Point-per-instance localization data:
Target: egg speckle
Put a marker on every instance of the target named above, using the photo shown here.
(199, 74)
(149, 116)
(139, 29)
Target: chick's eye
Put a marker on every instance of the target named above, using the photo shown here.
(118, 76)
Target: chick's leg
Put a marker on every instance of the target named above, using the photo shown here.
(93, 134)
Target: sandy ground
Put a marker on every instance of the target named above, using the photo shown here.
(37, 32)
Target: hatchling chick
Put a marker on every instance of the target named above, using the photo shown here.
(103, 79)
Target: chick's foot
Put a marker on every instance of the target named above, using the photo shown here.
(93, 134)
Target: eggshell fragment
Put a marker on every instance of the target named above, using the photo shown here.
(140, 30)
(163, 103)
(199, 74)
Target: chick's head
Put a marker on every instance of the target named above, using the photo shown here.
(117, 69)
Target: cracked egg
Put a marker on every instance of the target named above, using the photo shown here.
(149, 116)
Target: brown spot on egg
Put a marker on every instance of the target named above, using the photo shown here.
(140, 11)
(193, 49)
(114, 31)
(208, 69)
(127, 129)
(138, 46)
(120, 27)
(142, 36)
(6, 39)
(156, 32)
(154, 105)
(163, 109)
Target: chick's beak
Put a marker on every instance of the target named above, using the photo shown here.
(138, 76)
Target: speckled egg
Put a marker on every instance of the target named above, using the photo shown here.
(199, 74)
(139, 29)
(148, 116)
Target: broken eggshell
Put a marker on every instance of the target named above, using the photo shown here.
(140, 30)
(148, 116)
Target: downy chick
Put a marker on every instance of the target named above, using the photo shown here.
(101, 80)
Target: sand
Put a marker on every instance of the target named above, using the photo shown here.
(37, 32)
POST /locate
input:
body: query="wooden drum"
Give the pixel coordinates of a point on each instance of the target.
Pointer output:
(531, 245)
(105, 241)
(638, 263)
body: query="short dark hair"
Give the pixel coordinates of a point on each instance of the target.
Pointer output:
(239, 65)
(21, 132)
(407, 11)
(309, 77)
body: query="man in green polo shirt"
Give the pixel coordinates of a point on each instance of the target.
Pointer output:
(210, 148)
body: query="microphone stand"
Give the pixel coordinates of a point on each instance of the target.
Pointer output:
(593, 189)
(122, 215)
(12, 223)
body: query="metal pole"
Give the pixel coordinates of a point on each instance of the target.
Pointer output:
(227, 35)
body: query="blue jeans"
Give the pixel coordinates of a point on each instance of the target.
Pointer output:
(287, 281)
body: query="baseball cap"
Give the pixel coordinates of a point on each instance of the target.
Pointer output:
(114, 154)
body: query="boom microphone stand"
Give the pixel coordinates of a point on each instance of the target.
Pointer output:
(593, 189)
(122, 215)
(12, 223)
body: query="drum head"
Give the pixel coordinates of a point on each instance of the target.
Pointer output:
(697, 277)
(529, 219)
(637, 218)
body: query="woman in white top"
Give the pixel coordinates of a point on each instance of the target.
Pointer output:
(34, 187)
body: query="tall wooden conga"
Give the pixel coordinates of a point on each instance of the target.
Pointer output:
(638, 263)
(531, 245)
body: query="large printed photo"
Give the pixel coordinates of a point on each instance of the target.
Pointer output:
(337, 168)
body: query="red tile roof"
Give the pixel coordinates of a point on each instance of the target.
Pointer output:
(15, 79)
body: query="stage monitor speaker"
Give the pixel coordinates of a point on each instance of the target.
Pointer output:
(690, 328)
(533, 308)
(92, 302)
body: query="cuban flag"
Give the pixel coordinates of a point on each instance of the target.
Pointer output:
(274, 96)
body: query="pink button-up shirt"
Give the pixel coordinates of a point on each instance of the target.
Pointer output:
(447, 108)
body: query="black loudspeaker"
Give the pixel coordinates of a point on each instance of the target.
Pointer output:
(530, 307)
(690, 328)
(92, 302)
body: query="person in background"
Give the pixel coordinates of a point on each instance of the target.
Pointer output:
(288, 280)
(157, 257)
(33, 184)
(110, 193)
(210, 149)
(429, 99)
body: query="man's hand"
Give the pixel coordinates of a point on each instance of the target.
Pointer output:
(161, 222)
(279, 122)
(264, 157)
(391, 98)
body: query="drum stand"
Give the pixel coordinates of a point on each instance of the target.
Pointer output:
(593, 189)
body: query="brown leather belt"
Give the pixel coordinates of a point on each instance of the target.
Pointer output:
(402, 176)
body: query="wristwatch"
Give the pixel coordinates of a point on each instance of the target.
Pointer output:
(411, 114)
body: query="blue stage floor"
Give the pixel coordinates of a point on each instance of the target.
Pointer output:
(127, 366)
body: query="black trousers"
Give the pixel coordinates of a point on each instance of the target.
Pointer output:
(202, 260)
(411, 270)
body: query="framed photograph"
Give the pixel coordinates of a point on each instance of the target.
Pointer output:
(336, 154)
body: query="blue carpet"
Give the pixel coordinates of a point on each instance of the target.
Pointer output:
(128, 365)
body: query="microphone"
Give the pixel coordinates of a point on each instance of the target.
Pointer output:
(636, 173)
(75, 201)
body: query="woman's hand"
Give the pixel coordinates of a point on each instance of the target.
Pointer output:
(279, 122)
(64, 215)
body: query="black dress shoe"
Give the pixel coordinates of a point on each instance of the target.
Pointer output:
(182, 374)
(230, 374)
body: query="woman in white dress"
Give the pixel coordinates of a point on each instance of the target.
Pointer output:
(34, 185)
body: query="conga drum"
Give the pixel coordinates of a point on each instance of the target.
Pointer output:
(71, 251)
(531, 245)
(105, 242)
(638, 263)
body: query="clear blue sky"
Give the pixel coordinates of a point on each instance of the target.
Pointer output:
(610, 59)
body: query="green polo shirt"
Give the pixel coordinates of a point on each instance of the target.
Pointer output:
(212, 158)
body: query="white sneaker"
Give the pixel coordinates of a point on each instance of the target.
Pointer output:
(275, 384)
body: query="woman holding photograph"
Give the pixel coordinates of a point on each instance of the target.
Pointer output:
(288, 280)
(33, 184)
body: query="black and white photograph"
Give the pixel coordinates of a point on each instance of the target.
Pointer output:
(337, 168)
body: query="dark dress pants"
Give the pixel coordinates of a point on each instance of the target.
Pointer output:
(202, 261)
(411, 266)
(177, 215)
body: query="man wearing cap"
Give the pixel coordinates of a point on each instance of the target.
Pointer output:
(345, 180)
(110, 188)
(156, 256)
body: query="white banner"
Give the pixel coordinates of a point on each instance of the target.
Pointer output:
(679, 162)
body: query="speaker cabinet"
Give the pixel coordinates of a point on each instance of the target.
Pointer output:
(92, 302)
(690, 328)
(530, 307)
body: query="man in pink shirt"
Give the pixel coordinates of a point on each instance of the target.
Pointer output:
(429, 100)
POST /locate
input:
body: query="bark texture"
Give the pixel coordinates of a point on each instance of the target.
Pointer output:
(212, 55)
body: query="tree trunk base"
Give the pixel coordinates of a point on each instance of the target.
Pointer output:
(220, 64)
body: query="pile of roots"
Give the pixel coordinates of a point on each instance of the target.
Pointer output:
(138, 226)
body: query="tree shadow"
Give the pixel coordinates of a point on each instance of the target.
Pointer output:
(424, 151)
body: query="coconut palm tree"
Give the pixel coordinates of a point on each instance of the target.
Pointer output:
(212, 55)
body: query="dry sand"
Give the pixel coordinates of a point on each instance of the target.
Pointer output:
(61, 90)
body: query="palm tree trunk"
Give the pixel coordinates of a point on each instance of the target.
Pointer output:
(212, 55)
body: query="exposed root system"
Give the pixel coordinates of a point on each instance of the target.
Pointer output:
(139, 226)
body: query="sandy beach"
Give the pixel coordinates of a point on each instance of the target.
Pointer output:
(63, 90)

WHAT IS REQUIRED
In the lines above, every record is to be repeated exactly.

RESPONSE AREA
Target: egg speckle
Put a marker on every instance of the target named above, using the photo shown here.
(199, 74)
(149, 116)
(139, 29)
Target: chick's eye
Put a marker on every instance of the target named above, using the photo shown here.
(118, 76)
Target: chick's leg
Put a marker on every instance of the target named above, using the photo shown here.
(93, 134)
Target: sandy ground
Put a marker on every instance of the target named above, using the photo shown here.
(37, 32)
Target: hatchling chick
Put a marker on every instance of the target named above, using the photo shown here.
(103, 79)
Target: chick's foot
Put a marker on every instance of the target named above, using the photo shown here.
(93, 134)
Target: eggshell fragment
Put a marker on every instance of the target named above, using the photo shown here.
(140, 30)
(163, 103)
(199, 74)
Target: chick's head
Put a marker on every instance of the target named above, using the photo shown here.
(117, 69)
Target: cracked egg
Put a marker on every instance of the target named above, using the photo shown here.
(149, 116)
Target: brown spot on egg
Put a marker on every instance of the target named above, using the photo shown here.
(140, 11)
(193, 49)
(114, 31)
(208, 69)
(127, 129)
(138, 46)
(120, 27)
(142, 36)
(6, 39)
(156, 32)
(154, 105)
(163, 109)
Target: chick's beak
Put a marker on every instance of the target named above, using the photo shown here.
(138, 76)
Target: speckled egg
Put a marker on every instance of the target named above, using the photo shown here.
(199, 74)
(139, 29)
(148, 116)
Target: broken eggshell
Put a marker on every instance of the target named above, using the photo shown here.
(140, 30)
(148, 116)
Target: downy chick
Put a marker on every instance of the target named above, using the photo shown here.
(101, 80)
Target: sand
Put a marker on every instance of the target named above, using the photo shown here.
(37, 32)
POST /locate
input:
body: query="wooden drum"
Give the pixel coordinates of a point on each instance of the target.
Pointer output:
(531, 245)
(105, 241)
(638, 263)
body: query="short dark hair"
Give the pixel coordinates of a point on each instance of the target.
Pointer output:
(239, 65)
(21, 132)
(407, 11)
(309, 77)
body: query="man in green polo shirt"
Give the pixel coordinates of a point on each instance of the target.
Pointer output:
(210, 148)
body: query="microphone stand"
Give the pixel coordinates of a point on each instance of the target.
Pointer output:
(593, 189)
(122, 215)
(12, 223)
body: query="metal pole"
Give the pixel coordinates of a point on each instance of the target.
Pointer output:
(227, 35)
body: query="blue jeans"
Give the pixel coordinates of a point on each instance of the target.
Pointer output:
(287, 281)
body: query="baseball cap"
Give the pixel coordinates of a point on each instance of the target.
Pointer output:
(114, 154)
body: query="boom microphone stand"
Give the pixel coordinates of a point on each instance of the target.
Pointer output:
(593, 189)
(122, 215)
(12, 223)
body: query="drum head"
Give the pixel coordinates of a point on each instance of the target.
Pointer output:
(697, 277)
(529, 219)
(637, 218)
body: query="woman in white top"
Give the pixel coordinates of a point on each instance of the target.
Pointer output:
(34, 187)
body: query="tall wooden conga"
Give the pixel coordinates of a point on each instance of the target.
Pointer output:
(638, 263)
(531, 245)
body: query="large printed photo"
Give the pixel coordinates of a point on each instance of the target.
Pointer output:
(337, 168)
body: query="red tile roof"
Give the pixel coordinates of a point on each instance of the target.
Pointer output:
(15, 79)
body: query="stage monitor speaker"
Give the pixel coordinates of a point on each instance of the target.
Pointer output:
(690, 328)
(533, 308)
(92, 302)
body: query="cuban flag"
Give the pixel coordinates of a point on each instance of the target.
Pointer output:
(274, 96)
body: query="pink button-up shirt"
Give the pixel coordinates of a point on each instance of the target.
Pointer output:
(447, 108)
body: query="black loudspeaker"
Give the pixel coordinates of a point on each instance of the target.
Pointer output:
(530, 307)
(690, 328)
(92, 302)
body: query="person in background"
Give the pixel coordinates of a point on each instance of the target.
Pointer output:
(288, 280)
(157, 257)
(33, 184)
(110, 193)
(210, 149)
(429, 99)
body: query="man's hand"
Give the pixel coordinates of a point on each instance of the target.
Pointer output:
(161, 222)
(279, 122)
(264, 157)
(391, 98)
body: query="drum stand"
Give the pixel coordinates of a point on each instance of the target.
Pointer output:
(593, 189)
body: query="brown leather belt"
Give the pixel coordinates of a point on each instance of the target.
Pointer output:
(402, 176)
body: query="wristwatch"
Give the pixel coordinates of a point on each instance of the target.
Pointer output:
(411, 114)
body: query="blue stage floor"
Give the pixel coordinates of a point on each instance of the target.
Pointer output:
(127, 366)
body: query="black trousers"
Give the pixel coordinates of a point on each instance of the target.
Pointer output:
(202, 260)
(411, 270)
body: query="framed photograph"
Give the pixel coordinates of a point on each instance of the target.
Pointer output:
(336, 154)
body: query="blue carpet"
Give the pixel coordinates of a point on each instance of the target.
Pointer output:
(128, 365)
body: query="microphone"
Give the pixel coordinates of a point on each instance of the target.
Pointer output:
(636, 173)
(75, 201)
body: query="woman's hand"
Give the pixel coordinates of a point on each instance of the target.
Pointer output:
(279, 122)
(64, 215)
body: query="black dress shoe"
Give the pixel coordinates of a point on each instance of the target.
Pointer output:
(182, 374)
(230, 374)
body: query="woman in white dress"
Give the pixel coordinates of a point on each instance of the target.
Pointer output:
(34, 185)
body: query="conga drum"
Give the pixel coordinates of a point on each instance of the target.
Pointer output:
(71, 251)
(531, 245)
(105, 242)
(638, 263)
body: query="clear blue sky"
Give the pixel coordinates of a point on each instance of the target.
Pointer output:
(610, 59)
body: query="green polo shirt"
Give the pixel coordinates of a point on each instance of the target.
Pointer output:
(212, 158)
body: query="white sneaker"
Give the pixel coordinates of a point on each instance of the target.
Pointer output:
(275, 384)
body: query="woman holding photograph"
Give the pixel coordinates of a point on each instance of the target.
Pointer output:
(288, 280)
(33, 184)
body: query="black and white photograph"
Give the pixel coordinates of a point on each instance of the target.
Pointer output:
(337, 168)
body: query="dark dress pants"
Give the pixel coordinates of a point on each instance of the target.
Pointer output:
(202, 261)
(411, 266)
(177, 215)
body: query="man wearing cap"
Give the pixel coordinates of a point on each instance of the target.
Pointer output:
(345, 180)
(110, 188)
(156, 256)
body: query="white banner"
Give the pixel coordinates of a point on each instance of the target.
Pointer output:
(679, 162)
body: query="speaker cabinet"
Give the pixel coordinates of a point on each instance of the target.
Pointer output:
(92, 302)
(690, 328)
(530, 307)
body: query="man in pink shirt"
Give the pixel coordinates of a point on each instance of the target.
Pointer output:
(429, 100)
POST /locate
input:
body: query="bark texture"
Give the pixel coordinates of a point on each instance of the target.
Pointer output:
(212, 55)
body: query="tree trunk base"
Give the pixel coordinates of a point on each instance of the target.
Pointer output:
(220, 64)
body: query="pile of roots"
Give the pixel coordinates of a point on each instance of the target.
Pointer output:
(138, 226)
body: query="tree shadow"
Give the pixel coordinates of a point on each instance of the target.
Pointer output:
(424, 151)
body: query="coconut palm tree"
Give the pixel coordinates of a point on each instance of the target.
Pointer output:
(212, 55)
body: query="dry sand"
Give the pixel coordinates of a point on each instance of the target.
Pointer output:
(61, 90)
body: query="palm tree trunk"
Give the pixel coordinates of a point on each instance of the target.
Pointer output:
(212, 55)
body: query="exposed root system"
Give the pixel coordinates of a point on each instance of the target.
Pointer output:
(139, 226)
body: query="sandy beach"
Give the pixel coordinates of a point on each instance of the target.
Pointer output:
(63, 90)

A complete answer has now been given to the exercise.